• Stored items:
* Begin *
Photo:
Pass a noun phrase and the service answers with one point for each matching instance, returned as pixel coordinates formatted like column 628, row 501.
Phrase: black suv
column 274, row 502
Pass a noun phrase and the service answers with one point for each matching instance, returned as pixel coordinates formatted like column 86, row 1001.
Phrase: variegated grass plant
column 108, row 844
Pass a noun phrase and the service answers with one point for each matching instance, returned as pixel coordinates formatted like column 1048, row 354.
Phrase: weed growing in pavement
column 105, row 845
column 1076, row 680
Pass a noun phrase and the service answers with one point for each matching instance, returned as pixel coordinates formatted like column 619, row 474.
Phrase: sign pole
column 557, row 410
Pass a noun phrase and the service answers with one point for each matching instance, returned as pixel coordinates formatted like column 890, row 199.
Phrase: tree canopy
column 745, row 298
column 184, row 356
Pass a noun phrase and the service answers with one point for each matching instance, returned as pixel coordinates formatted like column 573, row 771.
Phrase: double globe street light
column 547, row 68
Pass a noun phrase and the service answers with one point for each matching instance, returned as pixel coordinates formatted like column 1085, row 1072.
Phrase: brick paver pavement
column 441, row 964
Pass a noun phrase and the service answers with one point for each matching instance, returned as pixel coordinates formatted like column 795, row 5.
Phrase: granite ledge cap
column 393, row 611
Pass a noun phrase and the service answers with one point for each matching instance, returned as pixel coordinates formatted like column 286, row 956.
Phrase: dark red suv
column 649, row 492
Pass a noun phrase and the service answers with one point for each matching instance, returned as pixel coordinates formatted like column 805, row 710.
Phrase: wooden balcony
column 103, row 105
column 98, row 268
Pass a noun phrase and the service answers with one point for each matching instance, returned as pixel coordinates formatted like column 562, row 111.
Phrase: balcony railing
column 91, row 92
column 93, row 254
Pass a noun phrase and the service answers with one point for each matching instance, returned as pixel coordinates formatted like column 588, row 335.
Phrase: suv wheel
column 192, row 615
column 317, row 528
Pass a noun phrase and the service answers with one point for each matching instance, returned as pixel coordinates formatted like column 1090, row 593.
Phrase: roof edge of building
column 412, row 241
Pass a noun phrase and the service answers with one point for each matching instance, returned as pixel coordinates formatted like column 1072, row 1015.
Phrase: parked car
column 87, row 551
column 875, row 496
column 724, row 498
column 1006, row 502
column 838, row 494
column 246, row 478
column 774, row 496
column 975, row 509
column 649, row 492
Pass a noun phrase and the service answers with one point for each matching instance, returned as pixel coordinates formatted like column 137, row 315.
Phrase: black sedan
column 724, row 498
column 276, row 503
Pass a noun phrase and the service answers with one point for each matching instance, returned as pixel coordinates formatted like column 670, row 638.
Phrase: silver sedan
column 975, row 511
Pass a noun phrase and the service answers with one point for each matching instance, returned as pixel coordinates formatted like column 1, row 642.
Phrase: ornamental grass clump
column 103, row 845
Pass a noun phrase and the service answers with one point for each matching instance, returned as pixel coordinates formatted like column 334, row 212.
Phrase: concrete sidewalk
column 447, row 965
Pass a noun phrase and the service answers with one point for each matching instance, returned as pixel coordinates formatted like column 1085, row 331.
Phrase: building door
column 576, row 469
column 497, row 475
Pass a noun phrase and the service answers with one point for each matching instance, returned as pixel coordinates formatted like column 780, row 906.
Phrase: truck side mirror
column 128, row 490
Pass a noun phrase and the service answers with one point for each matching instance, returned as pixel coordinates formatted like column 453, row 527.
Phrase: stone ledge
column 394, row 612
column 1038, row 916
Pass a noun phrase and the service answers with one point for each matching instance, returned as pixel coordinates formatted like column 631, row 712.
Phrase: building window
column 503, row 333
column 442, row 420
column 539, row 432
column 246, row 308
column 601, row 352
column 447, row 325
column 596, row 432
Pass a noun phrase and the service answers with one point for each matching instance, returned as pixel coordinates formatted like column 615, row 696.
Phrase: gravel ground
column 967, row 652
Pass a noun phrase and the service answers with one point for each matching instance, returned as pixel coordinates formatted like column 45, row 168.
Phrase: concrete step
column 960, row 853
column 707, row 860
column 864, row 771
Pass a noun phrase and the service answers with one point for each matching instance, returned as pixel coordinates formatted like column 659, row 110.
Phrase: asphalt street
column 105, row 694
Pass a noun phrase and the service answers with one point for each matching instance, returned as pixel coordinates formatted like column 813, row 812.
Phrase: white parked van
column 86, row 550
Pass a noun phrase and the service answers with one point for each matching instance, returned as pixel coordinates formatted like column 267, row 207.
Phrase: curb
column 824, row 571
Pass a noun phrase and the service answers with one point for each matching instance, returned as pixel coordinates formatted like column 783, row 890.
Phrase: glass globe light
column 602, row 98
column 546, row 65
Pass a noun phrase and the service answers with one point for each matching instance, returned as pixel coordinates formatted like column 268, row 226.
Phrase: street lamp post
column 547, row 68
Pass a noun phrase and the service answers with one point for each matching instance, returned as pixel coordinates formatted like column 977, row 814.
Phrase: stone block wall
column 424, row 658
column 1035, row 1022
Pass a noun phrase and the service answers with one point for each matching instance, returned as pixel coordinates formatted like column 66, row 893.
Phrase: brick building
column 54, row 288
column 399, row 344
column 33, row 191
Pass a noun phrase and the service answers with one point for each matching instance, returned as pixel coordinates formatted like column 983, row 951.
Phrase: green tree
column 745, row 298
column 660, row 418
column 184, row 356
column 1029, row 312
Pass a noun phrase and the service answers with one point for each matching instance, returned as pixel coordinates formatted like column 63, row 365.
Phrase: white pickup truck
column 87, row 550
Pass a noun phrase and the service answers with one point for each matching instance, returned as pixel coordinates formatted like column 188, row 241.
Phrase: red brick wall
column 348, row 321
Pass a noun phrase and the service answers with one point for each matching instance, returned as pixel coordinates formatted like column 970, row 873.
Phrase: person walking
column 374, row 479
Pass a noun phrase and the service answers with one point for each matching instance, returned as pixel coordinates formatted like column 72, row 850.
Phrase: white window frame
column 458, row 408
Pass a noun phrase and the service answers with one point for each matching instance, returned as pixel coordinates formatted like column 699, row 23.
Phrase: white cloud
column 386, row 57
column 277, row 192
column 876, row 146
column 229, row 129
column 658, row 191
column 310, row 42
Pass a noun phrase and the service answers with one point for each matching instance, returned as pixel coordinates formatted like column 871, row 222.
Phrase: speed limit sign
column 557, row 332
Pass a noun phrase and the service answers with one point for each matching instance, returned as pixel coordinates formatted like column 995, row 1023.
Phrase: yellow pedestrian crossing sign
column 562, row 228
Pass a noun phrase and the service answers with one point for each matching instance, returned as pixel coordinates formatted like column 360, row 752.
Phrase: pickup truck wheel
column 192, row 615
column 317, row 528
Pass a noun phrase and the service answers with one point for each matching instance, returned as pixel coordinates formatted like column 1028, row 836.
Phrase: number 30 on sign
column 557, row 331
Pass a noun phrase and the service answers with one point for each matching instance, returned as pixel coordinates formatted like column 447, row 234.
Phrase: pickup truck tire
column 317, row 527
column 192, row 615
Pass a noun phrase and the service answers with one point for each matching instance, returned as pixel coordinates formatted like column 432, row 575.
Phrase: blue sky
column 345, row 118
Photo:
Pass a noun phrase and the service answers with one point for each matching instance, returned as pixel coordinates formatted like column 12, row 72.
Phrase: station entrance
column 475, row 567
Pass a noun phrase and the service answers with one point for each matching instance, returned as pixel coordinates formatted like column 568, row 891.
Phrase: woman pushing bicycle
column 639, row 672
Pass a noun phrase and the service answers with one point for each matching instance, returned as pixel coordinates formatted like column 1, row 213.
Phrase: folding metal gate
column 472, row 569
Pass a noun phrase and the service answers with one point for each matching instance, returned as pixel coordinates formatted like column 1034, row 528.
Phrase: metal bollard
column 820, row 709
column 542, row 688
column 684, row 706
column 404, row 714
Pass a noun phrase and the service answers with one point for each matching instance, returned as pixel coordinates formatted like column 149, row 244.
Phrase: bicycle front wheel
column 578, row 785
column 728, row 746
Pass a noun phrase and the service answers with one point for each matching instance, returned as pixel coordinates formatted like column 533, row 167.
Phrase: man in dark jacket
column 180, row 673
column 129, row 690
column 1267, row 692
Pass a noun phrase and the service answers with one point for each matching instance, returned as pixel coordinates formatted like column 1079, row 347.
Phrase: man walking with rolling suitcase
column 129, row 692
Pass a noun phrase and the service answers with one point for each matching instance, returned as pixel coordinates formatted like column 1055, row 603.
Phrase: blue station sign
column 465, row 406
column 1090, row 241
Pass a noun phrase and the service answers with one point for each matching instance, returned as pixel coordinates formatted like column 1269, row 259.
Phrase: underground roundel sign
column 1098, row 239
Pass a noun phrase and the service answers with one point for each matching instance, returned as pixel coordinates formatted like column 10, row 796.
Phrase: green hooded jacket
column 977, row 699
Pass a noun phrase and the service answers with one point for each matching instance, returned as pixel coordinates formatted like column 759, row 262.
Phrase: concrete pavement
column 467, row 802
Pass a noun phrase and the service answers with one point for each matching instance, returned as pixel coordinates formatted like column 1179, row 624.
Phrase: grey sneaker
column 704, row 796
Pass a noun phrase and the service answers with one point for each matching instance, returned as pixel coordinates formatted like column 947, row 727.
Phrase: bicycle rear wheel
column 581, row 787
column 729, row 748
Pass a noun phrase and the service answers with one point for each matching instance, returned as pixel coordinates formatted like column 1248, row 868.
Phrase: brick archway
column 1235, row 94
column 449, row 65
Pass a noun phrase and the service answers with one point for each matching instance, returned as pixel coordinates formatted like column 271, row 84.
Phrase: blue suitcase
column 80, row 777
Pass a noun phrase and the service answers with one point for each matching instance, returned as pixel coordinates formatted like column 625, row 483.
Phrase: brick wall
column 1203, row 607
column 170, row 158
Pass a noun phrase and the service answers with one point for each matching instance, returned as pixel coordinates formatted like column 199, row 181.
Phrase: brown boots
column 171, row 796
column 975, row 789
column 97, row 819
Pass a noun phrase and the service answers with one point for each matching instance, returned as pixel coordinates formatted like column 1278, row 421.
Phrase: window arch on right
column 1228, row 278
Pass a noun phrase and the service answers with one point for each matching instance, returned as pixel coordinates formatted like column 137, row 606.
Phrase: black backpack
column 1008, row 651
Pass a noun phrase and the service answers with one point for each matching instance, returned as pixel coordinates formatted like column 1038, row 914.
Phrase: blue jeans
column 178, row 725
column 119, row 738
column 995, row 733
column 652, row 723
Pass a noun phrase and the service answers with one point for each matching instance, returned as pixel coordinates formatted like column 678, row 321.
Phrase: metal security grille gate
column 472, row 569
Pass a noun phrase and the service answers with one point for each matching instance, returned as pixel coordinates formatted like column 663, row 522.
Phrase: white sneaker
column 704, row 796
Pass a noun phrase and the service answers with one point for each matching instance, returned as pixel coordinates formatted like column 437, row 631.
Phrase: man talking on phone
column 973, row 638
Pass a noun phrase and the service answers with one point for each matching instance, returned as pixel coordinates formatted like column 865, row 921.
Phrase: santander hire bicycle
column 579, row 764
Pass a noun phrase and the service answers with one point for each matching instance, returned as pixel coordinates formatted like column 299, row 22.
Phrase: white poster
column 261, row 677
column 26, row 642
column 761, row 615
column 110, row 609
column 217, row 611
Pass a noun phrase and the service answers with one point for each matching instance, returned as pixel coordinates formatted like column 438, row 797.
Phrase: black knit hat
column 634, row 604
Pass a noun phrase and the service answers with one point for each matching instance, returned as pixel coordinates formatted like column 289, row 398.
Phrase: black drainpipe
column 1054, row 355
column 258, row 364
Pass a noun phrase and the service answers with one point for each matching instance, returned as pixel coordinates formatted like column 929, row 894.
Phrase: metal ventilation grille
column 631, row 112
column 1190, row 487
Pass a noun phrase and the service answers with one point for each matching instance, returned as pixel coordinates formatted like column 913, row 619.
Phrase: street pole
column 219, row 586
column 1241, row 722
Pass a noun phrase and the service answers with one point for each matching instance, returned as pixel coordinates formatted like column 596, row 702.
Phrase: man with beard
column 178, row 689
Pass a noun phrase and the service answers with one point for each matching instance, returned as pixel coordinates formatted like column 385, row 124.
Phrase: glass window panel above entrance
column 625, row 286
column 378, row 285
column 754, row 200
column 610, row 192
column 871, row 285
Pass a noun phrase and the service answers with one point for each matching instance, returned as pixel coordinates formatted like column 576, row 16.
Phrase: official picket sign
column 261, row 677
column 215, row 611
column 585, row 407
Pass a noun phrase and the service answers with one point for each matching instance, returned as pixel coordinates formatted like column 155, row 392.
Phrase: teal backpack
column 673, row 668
* End *
• The problem: For the lines from the start of the stored items through the line containing "column 557, row 410", inclusive, reproduce them with "pixel coordinates" switched to "image coordinates" and all other text unchanged.

• Response:
Photo:
Pass a noun phrase and the service answers with one point for each matching instance, returned as image coordinates formatted like column 628, row 501.
Phrase: black suv
column 274, row 502
Pass a noun phrase and the service answers with one point for each matching instance, returned as image coordinates formatted like column 86, row 1001.
Phrase: variegated grass plant
column 108, row 844
Pass a noun phrase and the service answers with one point for each matching instance, returned as image coordinates formatted like column 1048, row 354.
Phrase: weed growing in pavement
column 105, row 845
column 1076, row 680
Pass a noun phrase and the service answers with one point for each matching instance, returned as image coordinates formatted like column 619, row 474.
Phrase: sign pole
column 557, row 410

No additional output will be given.